--- START ---

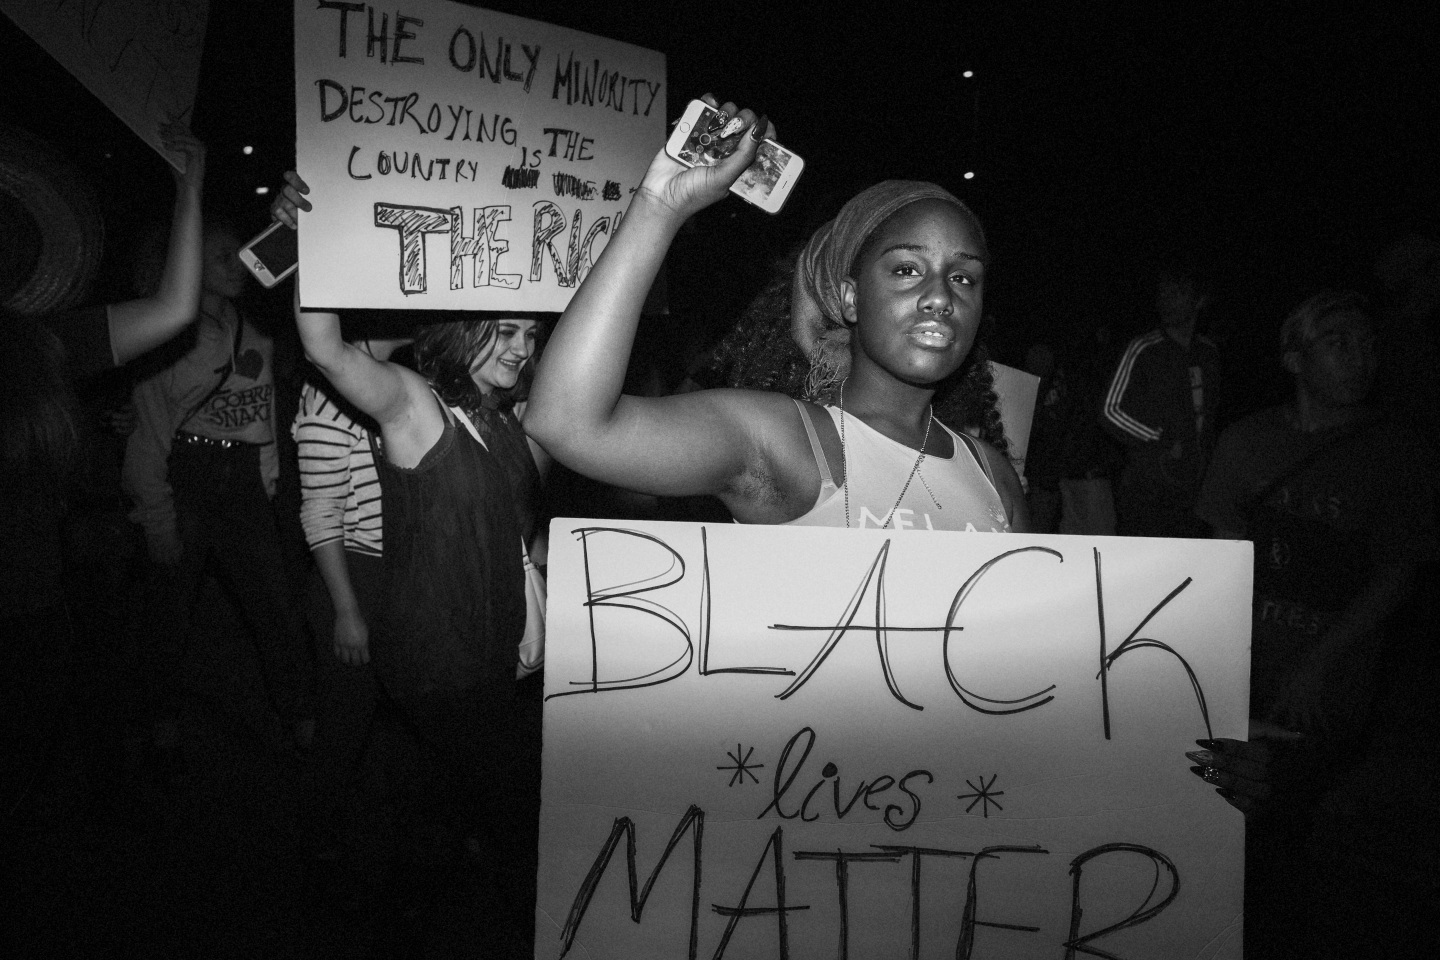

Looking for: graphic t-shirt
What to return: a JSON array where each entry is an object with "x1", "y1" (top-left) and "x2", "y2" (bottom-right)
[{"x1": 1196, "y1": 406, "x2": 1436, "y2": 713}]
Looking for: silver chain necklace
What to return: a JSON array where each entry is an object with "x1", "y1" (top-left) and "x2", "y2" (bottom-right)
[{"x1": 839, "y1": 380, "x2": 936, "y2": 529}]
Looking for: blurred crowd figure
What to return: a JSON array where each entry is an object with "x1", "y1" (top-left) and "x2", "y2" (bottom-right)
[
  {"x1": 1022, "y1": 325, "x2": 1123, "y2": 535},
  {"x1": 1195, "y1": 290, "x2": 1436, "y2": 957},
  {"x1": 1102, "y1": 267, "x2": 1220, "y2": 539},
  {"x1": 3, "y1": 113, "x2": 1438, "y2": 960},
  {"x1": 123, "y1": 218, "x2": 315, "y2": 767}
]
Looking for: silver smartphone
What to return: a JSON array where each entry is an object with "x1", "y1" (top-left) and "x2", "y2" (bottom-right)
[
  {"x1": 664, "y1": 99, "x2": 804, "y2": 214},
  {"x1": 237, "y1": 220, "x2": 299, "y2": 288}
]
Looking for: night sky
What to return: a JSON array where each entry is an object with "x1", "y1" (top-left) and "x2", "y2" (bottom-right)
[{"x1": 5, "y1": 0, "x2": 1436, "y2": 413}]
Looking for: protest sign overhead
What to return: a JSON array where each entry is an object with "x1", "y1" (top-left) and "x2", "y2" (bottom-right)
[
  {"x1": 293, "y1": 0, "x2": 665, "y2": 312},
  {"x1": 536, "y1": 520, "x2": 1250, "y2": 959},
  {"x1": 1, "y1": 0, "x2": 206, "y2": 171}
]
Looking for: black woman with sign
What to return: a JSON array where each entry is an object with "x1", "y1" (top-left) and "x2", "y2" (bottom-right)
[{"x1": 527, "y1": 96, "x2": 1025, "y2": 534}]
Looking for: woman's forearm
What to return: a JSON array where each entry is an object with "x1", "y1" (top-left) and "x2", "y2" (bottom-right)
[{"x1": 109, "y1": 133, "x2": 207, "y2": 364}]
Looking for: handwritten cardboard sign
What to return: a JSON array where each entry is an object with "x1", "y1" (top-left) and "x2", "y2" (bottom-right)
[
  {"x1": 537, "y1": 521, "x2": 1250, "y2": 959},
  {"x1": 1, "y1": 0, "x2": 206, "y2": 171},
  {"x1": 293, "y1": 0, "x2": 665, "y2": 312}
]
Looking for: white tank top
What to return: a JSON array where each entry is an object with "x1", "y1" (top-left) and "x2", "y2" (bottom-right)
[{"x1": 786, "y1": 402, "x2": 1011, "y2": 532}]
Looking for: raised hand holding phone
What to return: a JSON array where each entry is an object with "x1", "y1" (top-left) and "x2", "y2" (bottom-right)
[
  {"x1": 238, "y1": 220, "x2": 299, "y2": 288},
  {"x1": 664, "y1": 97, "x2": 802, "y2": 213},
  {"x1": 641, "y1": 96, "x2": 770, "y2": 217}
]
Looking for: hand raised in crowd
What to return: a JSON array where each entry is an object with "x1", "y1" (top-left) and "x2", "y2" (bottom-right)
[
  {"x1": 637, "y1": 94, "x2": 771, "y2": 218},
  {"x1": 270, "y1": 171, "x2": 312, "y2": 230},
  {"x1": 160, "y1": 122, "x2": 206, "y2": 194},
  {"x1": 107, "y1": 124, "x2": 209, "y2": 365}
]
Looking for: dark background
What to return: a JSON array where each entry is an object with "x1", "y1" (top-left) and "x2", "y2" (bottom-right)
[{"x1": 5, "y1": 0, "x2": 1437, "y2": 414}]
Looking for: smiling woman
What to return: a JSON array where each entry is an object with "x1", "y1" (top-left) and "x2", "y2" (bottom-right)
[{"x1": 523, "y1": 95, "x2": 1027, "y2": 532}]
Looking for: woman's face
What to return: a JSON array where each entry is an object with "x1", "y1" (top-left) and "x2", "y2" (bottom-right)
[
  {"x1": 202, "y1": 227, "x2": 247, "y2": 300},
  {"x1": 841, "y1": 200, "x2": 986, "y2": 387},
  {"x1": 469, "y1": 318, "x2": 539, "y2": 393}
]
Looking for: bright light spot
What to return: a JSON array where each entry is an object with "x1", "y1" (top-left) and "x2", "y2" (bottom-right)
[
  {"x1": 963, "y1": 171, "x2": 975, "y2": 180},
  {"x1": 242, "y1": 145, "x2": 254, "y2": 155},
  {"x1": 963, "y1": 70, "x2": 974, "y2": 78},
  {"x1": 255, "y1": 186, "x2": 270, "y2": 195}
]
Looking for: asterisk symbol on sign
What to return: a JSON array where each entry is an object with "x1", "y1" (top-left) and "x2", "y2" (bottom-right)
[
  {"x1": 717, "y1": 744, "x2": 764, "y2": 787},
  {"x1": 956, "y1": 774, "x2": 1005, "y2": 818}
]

--- END ---
--- START ---

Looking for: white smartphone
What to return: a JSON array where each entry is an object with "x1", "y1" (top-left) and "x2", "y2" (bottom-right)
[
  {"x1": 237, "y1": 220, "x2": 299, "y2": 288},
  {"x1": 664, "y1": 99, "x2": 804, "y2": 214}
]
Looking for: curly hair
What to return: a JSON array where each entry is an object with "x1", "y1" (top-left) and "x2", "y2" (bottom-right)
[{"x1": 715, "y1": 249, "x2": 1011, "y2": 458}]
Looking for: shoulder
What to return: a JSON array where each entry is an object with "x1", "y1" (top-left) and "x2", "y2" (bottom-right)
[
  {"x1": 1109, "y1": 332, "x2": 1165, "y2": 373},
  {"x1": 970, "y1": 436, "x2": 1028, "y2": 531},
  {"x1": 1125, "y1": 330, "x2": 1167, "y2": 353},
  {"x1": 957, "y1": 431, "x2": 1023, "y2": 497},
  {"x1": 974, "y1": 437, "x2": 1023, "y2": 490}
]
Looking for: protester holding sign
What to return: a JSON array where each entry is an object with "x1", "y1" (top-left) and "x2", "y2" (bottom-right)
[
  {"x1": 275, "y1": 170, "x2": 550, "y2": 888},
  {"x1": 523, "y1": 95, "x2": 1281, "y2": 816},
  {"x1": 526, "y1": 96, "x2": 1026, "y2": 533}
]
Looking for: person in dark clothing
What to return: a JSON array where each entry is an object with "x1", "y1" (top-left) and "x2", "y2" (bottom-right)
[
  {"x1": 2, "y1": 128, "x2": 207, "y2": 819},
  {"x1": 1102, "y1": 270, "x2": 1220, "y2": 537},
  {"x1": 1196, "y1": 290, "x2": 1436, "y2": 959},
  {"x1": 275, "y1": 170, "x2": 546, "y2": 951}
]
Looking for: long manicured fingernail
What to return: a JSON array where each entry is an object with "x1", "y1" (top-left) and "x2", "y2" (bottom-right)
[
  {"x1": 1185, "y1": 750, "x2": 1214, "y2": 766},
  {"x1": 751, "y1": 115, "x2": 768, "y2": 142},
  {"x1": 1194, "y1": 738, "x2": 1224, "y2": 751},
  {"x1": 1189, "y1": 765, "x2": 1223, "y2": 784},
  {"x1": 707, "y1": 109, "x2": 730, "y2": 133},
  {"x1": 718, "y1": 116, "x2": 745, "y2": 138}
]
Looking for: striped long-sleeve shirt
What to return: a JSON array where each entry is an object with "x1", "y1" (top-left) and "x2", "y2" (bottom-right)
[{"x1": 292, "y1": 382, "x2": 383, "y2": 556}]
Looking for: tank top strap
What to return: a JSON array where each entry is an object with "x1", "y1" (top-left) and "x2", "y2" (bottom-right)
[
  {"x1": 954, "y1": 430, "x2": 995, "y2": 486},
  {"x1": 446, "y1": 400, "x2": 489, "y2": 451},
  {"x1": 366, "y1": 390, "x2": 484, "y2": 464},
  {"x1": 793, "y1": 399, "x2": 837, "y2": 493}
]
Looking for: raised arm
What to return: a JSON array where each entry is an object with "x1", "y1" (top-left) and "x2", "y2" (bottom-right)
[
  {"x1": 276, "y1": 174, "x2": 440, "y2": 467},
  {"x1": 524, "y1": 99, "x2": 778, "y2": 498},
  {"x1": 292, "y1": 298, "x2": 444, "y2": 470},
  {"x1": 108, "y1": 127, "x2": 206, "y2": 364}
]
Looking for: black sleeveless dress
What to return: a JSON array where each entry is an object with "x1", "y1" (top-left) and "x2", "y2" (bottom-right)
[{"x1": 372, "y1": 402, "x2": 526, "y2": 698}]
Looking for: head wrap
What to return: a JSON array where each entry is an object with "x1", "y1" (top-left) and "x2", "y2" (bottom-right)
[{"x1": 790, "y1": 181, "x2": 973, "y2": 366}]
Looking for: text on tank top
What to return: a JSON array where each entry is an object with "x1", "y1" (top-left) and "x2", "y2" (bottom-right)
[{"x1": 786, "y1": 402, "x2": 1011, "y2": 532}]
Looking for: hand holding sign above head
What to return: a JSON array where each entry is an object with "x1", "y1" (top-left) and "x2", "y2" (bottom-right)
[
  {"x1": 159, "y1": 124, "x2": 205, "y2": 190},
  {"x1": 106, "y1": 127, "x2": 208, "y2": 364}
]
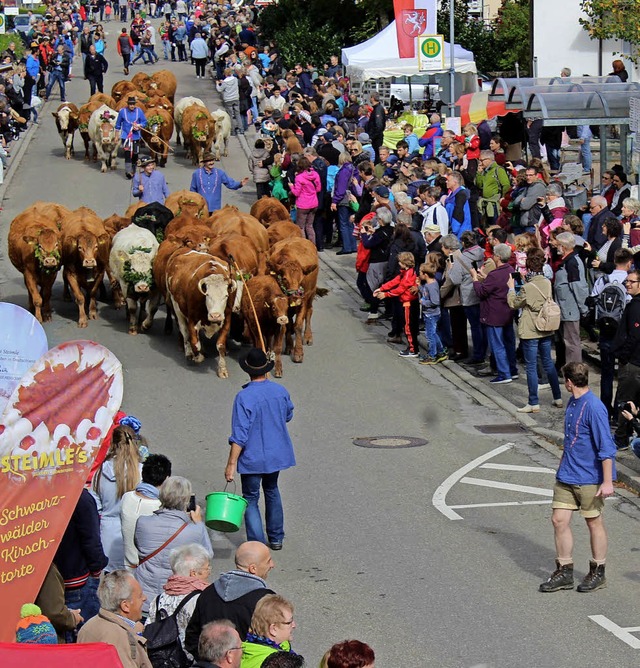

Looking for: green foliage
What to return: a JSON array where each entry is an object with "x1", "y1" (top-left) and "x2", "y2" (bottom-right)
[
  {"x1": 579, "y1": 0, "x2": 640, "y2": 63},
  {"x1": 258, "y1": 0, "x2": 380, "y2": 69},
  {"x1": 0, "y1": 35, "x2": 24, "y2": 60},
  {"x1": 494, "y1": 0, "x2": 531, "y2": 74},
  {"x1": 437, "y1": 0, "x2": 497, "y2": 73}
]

--- END ---
--- START ---

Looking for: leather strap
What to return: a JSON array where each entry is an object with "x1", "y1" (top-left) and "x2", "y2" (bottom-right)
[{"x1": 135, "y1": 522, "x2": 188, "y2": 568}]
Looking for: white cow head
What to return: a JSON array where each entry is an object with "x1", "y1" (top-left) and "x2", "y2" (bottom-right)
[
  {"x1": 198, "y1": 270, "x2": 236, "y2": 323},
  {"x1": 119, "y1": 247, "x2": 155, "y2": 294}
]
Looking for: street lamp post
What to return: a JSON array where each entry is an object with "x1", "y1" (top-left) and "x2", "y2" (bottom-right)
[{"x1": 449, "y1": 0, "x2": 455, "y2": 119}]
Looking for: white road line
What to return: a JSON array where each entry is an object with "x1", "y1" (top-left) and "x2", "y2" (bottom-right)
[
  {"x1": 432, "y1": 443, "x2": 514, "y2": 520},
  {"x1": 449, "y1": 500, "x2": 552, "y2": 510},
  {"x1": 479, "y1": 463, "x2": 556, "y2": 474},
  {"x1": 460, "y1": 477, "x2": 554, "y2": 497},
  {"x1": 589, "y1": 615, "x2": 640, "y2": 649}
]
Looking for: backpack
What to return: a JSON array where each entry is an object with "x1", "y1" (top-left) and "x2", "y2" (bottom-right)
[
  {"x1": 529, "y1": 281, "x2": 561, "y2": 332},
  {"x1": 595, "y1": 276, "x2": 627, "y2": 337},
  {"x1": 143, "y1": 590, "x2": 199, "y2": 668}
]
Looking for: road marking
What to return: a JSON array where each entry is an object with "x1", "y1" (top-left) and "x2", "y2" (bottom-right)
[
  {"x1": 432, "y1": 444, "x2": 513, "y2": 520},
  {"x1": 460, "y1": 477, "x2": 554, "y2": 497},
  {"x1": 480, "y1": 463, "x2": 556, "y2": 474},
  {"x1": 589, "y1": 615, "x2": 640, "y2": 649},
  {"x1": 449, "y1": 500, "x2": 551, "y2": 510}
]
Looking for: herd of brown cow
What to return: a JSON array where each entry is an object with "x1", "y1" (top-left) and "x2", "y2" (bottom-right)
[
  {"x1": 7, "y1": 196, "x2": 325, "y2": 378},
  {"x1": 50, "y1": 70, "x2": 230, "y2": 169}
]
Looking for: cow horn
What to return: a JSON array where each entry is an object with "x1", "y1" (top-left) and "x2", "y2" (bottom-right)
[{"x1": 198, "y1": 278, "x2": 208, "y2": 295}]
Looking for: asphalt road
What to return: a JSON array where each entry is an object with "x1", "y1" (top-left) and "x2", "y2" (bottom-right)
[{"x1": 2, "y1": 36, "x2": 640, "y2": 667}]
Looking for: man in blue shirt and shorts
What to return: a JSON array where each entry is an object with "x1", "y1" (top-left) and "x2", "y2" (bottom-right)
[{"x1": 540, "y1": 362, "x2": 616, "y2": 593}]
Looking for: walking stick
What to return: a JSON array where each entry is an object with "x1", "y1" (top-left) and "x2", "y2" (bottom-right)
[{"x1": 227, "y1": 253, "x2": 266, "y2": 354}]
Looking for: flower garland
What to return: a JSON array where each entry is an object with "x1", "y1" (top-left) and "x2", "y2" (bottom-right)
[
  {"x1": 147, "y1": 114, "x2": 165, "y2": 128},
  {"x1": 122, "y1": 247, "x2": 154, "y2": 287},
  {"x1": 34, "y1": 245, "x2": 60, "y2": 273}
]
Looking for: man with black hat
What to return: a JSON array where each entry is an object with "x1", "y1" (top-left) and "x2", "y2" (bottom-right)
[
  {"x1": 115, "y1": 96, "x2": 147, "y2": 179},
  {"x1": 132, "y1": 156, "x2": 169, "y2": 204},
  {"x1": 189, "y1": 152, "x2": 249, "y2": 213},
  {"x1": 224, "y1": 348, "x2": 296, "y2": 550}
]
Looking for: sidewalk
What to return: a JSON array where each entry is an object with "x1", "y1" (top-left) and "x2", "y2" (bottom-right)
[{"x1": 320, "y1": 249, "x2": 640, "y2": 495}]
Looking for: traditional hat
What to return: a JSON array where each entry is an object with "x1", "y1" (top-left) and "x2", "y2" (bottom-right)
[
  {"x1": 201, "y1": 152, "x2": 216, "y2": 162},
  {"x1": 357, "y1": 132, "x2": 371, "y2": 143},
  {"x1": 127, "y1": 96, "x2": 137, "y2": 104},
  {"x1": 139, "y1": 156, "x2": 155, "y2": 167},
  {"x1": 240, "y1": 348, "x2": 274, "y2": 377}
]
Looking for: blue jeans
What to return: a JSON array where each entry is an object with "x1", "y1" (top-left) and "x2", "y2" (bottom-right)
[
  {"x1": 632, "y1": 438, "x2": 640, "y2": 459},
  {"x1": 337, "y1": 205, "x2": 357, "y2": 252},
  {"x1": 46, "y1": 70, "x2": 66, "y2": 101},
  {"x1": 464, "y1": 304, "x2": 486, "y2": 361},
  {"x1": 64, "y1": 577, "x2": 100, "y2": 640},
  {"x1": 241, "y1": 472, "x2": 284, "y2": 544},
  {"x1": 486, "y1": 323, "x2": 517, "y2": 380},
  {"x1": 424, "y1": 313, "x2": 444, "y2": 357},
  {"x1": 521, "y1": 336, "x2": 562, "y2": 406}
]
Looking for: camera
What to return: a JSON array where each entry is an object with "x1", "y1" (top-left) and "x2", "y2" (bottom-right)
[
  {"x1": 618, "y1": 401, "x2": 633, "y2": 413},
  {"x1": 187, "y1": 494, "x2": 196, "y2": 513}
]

--- END ---

■ Your assignment
Would you print exactly, and only, the lines of the data above from the line with "Looking for: graphic t-shirt" through the line with "Looking for: blurred crowd figure", inclusive?

■ Exercise solution
Looking for: graphic t-shirt
What to return: a JSON array where each entry is an object with "x1", "y1" (top-left) and "x2", "y2" (bottom-right)
[{"x1": 1196, "y1": 406, "x2": 1436, "y2": 713}]
Looking for: silver chain necklace
What to return: a JSON array where each entry is an object with "x1", "y1" (top-left) and "x2", "y2" (bottom-right)
[{"x1": 839, "y1": 380, "x2": 936, "y2": 529}]
Looking for: blurred crowd figure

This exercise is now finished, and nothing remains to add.